Saved entries:
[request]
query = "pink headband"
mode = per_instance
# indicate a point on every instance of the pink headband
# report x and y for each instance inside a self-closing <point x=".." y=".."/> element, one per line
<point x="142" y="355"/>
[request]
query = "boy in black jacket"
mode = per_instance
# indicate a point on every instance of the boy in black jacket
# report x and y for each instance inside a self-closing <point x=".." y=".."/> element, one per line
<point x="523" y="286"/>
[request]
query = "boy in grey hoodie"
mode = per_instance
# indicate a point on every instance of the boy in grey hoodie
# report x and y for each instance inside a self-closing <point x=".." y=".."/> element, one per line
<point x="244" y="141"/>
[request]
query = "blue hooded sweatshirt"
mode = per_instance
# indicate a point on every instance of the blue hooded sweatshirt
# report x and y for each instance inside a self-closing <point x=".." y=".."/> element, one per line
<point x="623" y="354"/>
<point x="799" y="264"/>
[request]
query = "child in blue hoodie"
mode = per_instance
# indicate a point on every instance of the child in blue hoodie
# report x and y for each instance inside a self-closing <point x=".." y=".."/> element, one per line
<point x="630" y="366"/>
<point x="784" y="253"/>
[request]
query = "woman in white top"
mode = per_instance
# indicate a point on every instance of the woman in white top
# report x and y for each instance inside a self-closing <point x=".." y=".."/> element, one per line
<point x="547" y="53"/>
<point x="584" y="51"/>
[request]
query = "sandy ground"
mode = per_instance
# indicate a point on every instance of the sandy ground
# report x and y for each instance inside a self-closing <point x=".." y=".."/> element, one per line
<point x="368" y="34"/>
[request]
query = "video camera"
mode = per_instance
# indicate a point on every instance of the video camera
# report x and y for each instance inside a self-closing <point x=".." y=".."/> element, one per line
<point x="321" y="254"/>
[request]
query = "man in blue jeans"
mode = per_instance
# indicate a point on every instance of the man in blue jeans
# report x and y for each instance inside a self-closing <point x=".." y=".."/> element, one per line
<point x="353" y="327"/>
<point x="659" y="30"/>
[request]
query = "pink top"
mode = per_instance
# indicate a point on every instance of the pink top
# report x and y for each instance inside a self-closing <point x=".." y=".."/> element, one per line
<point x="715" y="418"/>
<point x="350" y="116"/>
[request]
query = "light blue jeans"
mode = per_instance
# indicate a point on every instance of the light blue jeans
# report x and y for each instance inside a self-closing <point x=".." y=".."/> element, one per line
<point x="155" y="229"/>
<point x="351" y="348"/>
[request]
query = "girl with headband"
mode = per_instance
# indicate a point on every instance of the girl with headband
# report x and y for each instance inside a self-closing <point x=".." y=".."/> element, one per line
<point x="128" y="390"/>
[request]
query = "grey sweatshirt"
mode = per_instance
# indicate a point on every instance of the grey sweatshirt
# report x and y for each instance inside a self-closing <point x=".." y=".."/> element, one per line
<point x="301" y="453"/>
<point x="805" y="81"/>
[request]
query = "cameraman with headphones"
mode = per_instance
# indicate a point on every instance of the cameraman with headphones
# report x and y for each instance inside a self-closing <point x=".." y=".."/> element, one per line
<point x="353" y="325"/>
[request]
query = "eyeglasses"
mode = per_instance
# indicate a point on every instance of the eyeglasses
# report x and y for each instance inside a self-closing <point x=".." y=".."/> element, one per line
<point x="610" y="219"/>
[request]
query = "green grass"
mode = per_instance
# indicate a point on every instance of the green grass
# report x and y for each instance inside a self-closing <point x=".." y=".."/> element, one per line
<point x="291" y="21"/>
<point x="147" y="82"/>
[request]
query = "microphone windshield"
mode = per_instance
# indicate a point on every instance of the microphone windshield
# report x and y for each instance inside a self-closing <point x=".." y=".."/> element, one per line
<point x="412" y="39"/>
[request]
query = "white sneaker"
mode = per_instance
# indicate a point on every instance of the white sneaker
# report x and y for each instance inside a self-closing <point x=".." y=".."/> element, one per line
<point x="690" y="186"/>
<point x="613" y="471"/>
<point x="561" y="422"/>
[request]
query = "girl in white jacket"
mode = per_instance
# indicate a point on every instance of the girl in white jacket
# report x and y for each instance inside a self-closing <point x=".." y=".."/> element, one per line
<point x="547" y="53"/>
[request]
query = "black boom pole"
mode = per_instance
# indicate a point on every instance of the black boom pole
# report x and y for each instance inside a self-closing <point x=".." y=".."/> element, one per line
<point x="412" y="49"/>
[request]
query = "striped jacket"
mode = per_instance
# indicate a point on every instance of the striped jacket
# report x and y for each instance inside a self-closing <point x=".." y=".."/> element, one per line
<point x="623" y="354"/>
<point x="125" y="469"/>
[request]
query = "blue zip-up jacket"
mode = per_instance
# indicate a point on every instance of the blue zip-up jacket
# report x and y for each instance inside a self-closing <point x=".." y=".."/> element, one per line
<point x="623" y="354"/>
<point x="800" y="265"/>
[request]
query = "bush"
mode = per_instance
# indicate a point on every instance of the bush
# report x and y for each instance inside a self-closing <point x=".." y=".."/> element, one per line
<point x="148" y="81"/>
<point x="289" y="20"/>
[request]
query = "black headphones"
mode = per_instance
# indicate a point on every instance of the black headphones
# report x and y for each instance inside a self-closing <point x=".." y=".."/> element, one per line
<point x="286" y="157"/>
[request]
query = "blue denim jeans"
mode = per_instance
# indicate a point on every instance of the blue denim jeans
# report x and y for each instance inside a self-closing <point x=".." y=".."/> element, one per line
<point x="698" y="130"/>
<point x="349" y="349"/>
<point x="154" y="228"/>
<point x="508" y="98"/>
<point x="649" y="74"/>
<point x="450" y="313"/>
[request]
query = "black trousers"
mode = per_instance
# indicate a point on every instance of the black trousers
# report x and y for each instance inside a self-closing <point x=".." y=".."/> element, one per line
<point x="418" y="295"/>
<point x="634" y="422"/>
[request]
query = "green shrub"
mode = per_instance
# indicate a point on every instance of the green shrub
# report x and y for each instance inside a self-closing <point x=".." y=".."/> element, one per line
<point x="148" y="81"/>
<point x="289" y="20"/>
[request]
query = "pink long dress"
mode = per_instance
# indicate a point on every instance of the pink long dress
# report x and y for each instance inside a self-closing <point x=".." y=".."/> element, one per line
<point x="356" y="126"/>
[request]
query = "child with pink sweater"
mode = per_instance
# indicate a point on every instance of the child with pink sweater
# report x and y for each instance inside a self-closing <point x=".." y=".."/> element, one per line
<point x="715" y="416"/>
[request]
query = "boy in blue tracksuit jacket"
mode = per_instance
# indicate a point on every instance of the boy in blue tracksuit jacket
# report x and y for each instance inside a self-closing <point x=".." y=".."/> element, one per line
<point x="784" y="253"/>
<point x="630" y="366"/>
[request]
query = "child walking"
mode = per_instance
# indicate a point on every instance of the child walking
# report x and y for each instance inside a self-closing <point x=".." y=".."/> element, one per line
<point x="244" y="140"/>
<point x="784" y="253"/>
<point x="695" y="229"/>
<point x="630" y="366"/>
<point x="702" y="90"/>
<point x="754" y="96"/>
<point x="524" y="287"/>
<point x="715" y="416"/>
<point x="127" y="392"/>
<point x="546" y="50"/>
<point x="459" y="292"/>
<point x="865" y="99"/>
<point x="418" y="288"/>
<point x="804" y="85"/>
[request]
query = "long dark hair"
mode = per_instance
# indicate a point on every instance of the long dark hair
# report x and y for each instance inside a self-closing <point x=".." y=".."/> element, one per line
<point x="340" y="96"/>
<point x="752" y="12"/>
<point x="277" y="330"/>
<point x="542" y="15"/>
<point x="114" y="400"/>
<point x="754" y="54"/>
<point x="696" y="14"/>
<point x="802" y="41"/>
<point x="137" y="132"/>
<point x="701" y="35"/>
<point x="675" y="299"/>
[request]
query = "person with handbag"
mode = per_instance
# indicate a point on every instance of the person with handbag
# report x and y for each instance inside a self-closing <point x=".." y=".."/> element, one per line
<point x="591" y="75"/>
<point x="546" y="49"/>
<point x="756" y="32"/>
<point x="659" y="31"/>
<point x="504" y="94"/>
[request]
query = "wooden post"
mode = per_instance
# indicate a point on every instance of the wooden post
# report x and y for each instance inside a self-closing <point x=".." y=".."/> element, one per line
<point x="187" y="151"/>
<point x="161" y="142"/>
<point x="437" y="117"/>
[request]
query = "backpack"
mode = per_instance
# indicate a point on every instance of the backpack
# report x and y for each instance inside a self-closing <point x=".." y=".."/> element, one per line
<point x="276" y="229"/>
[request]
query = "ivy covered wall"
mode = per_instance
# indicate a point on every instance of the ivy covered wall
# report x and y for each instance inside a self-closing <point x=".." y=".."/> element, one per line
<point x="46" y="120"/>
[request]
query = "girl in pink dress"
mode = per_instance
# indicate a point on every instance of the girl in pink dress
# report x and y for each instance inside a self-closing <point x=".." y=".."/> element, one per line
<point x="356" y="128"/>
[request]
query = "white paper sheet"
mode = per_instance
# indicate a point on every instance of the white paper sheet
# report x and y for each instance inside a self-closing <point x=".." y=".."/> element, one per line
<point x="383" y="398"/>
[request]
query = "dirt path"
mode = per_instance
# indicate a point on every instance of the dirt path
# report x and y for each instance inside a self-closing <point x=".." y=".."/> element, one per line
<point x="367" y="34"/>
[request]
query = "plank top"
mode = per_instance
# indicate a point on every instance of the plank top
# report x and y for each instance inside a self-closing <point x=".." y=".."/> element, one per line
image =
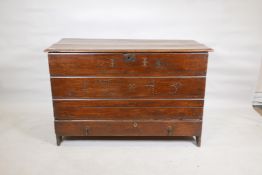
<point x="126" y="45"/>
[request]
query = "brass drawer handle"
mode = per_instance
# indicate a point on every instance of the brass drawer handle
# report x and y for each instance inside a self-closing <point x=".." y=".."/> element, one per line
<point x="169" y="130"/>
<point x="129" y="57"/>
<point x="87" y="131"/>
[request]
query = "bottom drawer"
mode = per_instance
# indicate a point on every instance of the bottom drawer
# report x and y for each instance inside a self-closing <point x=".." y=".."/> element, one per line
<point x="128" y="128"/>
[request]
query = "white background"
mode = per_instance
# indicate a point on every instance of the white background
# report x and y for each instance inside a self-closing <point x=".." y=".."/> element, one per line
<point x="232" y="132"/>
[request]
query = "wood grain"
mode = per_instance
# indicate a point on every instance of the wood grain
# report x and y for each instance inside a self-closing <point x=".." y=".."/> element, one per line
<point x="128" y="87"/>
<point x="128" y="128"/>
<point x="128" y="103"/>
<point x="125" y="113"/>
<point x="126" y="45"/>
<point x="115" y="64"/>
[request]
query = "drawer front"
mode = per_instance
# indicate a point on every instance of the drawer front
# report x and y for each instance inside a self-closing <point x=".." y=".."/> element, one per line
<point x="127" y="103"/>
<point x="128" y="128"/>
<point x="80" y="111"/>
<point x="128" y="87"/>
<point x="138" y="64"/>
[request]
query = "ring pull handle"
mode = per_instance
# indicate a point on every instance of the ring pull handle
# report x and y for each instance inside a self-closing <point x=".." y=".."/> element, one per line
<point x="129" y="57"/>
<point x="170" y="131"/>
<point x="87" y="131"/>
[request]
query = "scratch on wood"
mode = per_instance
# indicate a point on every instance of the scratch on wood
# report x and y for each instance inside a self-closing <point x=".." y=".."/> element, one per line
<point x="131" y="86"/>
<point x="151" y="86"/>
<point x="174" y="87"/>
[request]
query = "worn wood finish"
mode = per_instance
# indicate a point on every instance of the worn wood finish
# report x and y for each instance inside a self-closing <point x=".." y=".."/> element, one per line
<point x="127" y="113"/>
<point x="104" y="87"/>
<point x="117" y="64"/>
<point x="128" y="87"/>
<point x="63" y="103"/>
<point x="126" y="45"/>
<point x="128" y="128"/>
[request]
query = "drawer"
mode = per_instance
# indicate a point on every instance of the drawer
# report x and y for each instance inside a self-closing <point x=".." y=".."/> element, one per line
<point x="81" y="110"/>
<point x="136" y="64"/>
<point x="128" y="128"/>
<point x="113" y="87"/>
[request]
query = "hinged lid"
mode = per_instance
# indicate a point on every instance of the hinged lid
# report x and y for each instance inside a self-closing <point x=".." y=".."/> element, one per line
<point x="126" y="45"/>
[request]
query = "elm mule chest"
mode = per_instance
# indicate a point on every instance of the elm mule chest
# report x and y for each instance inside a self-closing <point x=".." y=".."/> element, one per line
<point x="104" y="87"/>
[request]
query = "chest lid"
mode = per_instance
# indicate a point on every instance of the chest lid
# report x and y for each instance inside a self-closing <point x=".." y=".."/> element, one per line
<point x="74" y="45"/>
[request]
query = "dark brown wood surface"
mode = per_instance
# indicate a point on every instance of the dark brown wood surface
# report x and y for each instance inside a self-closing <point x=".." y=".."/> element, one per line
<point x="128" y="87"/>
<point x="127" y="113"/>
<point x="128" y="128"/>
<point x="128" y="103"/>
<point x="126" y="45"/>
<point x="117" y="64"/>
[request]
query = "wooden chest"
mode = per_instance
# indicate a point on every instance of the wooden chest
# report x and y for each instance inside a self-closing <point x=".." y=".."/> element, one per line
<point x="128" y="87"/>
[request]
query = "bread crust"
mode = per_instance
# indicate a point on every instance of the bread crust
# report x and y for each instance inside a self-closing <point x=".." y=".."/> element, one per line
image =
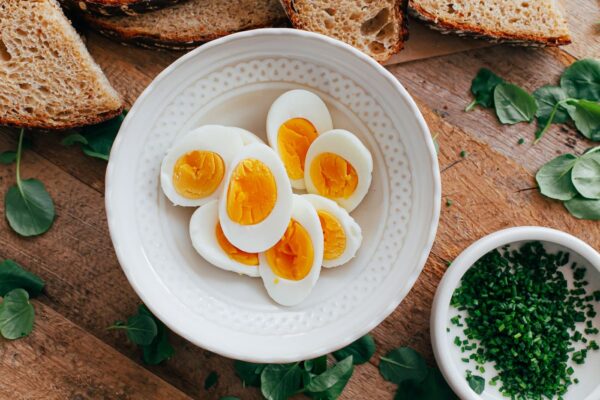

YOUR OBJECTIVE
Scan the records above and show every line in which the word "boom" occurs.

RESULT
query = "black boom pole"
# indicate a point on every instance of the black boom pole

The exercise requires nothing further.